[start of EXCERPTED TEXT]

So long as any inequality of power exists between people, weak languages will always bow down before strong ones. The dominance of a language is like the power of a strong person to shout louder than anyone else: it is the power of a class or a people with the might to impose their own definitions on the world.
Control - or lack of control - over language permeates up from the very roots of our daily existence. If we are poor or black or female, we must fight to be heard. Language reflects and reinforces these relations of inequality, but it does not cause them; we make a great error if we think that.
Billy Brace
London, UK
Dirty money
Your December magazine (NI 190) was excellent, but Dexter Tiranti shows excessive zeal for the hair-shirt. He disapproves of banks and companies supporting charities. Better that they accept their typecasting and that Oxfam relies on the widow's mite and the financial sacrifice of wage earners. It is easy to tell that he is a crusading journalist and not a charity treasurer concerned above all with the users of fund raising. Where would his concept of donor purity end? Perhaps Oxfam's donor lists should be scrutinized to establish whether organizations and individuals measure up to his questionable standards?
Clive Lindley
Monmouth Aid Project,
UK
Bloody mistake
I am puzzled by the bloodstains on Mr Gorbachev's forehead on the cover of the December issue (NI 190): he has got a nasty bruise on page 10 too. Is he perhaps a battered husband? Or has Mrs T. done a handbag job on him for daring to ask the Queen to tea?
Maggie Taylor
Suffolk, UK
Torn apart
The December issue (NI 190) is hardly internationalist in outlook. It consists almost entirely of criticism of the USSR; which is permissible provided future issues criticize other great powers, especially the unreasonably hostile US. Almost all articles are from North America. There is no article from the 'Third World'. And the accompanying Gorbachev photograph is barely recognizable as the repulsive character depicted on the cover.

[end of EXCERPTED TEXT]

#### PROBLEMS AND TASKS
• A. In the readers' letters, why does the letter headed "Torn apart" call the December issue "hardly internationalist in outlook"? Answer in one to three sentences.
• B. Answer these questions from the readers' letters:
(i) What issue number does the December magazine have?
(ii) Where is Maggie Taylor writing from?
(iii) According to the first letter, what two things does language do to relations of inequality?
• C. Please pick up the readers' letters after their last sentence and continue them.

[start of SUPPLIED RECORDS]

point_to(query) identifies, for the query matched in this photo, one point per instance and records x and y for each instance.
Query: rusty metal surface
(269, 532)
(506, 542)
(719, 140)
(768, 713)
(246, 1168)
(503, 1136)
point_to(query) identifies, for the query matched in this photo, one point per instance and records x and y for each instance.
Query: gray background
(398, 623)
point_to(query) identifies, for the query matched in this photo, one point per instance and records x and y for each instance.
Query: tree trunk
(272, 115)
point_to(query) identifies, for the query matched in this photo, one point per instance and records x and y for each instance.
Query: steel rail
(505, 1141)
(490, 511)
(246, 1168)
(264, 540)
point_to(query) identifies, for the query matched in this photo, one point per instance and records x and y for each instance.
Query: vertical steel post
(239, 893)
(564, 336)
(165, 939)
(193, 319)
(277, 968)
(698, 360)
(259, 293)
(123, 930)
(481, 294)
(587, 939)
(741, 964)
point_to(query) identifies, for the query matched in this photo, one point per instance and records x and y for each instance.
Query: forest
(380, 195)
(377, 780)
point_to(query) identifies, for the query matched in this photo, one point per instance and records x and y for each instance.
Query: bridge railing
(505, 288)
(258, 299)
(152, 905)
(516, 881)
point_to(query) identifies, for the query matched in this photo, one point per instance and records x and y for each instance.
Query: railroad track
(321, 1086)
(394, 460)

[end of SUPPLIED RECORDS]
[start of SUPPLIED RECORDS]

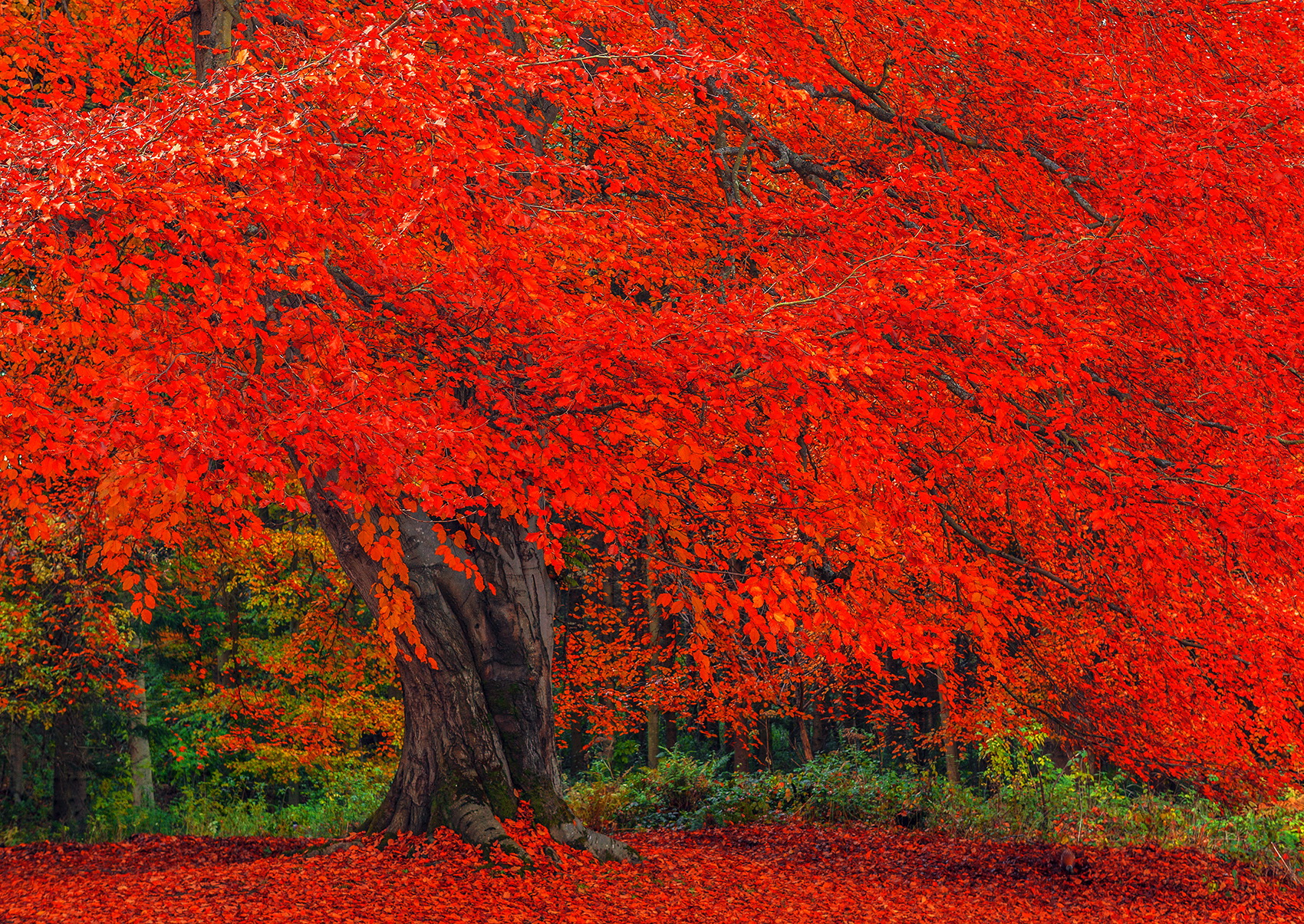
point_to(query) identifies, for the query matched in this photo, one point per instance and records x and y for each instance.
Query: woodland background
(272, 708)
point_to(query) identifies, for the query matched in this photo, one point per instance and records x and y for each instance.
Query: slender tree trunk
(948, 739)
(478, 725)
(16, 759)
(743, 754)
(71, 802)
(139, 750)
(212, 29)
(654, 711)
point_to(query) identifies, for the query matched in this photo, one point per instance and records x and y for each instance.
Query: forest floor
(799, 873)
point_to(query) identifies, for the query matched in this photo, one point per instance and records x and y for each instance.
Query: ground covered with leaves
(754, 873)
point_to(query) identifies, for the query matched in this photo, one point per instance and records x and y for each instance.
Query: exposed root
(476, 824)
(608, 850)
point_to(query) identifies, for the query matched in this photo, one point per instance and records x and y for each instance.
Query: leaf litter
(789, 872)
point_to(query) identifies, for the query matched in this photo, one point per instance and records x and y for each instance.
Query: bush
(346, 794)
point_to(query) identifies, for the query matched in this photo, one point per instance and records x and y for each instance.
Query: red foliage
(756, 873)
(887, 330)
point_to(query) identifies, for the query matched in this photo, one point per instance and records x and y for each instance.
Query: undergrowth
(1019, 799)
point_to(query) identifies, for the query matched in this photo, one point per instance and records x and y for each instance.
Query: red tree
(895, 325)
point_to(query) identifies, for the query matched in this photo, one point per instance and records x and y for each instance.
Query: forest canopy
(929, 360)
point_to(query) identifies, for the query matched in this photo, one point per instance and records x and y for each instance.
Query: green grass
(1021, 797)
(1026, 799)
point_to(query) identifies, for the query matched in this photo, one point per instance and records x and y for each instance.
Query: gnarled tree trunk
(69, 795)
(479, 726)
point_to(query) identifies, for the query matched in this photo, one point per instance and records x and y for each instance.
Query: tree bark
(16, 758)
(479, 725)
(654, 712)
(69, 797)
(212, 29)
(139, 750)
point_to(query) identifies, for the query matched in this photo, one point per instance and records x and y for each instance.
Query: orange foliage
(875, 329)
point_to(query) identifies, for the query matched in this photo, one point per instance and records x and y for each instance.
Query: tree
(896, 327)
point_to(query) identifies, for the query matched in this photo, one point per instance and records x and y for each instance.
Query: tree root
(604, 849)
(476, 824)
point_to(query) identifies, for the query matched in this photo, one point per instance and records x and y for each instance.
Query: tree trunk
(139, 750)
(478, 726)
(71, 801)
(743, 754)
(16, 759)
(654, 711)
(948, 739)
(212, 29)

[end of SUPPLIED RECORDS]

#### EXERCISE RESULTS
• A. The writer says the issue is made up almost entirely of criticism of the USSR and that almost all its articles come from North America. The writer also notes that it has no article from the "Third World".

• B.
(i) NI 190
(ii) Suffolk, UK
(iii) It reflects and reinforces them.

• C.
Kathleen Jones
Shropshire, UK
Irreverent relatives
In reading your film review The Last Temptation of Christ (NI 189) I believe you misunderstand why the film annoys Christians. The film - and the novel upon which it is based - gives a totally inaccurate representation of Jesus Christ. It portrays him as a modern anti-hero; weak, inconsistent, doubtful, wild. The Bible - the only reliable sourcebook we have on Christ - does not portray him as 'a reluctant and uncertain saviour, riven by fear'. Quite the contrary. It shows him as absolutely certain that he alone could save a fallen humanity.
You also say a Christian should accept the statement 'The truth is created from what people need.' The idea of the relativity of truth which permeates our thinking today, is totally unbiblical and quite new to Western culture. There is nothing relative about Christ's statement: 'I am the Way, the Truth and the Life. No-one comes to the Father except by me.'
Barbara Christie
Norfolk, UK
Socialist mugs
I must disagree with Max Neill who denigrates socialism with a few quick strokes of his pen (Letters NI 188). Mr Neill seems to imply that socialists should not ride bicycles, wear radical t-shirts, agonize about sexual roles, feel guilt, be middle class, wear spiky hair, practise non-competitive life-styles and finally hold coffee mugs high - presumably coffee mugs with catchy radical slogans. I think he is being somewhat judgmental. C'mon Max, get with it! Socialists can do all these things and more.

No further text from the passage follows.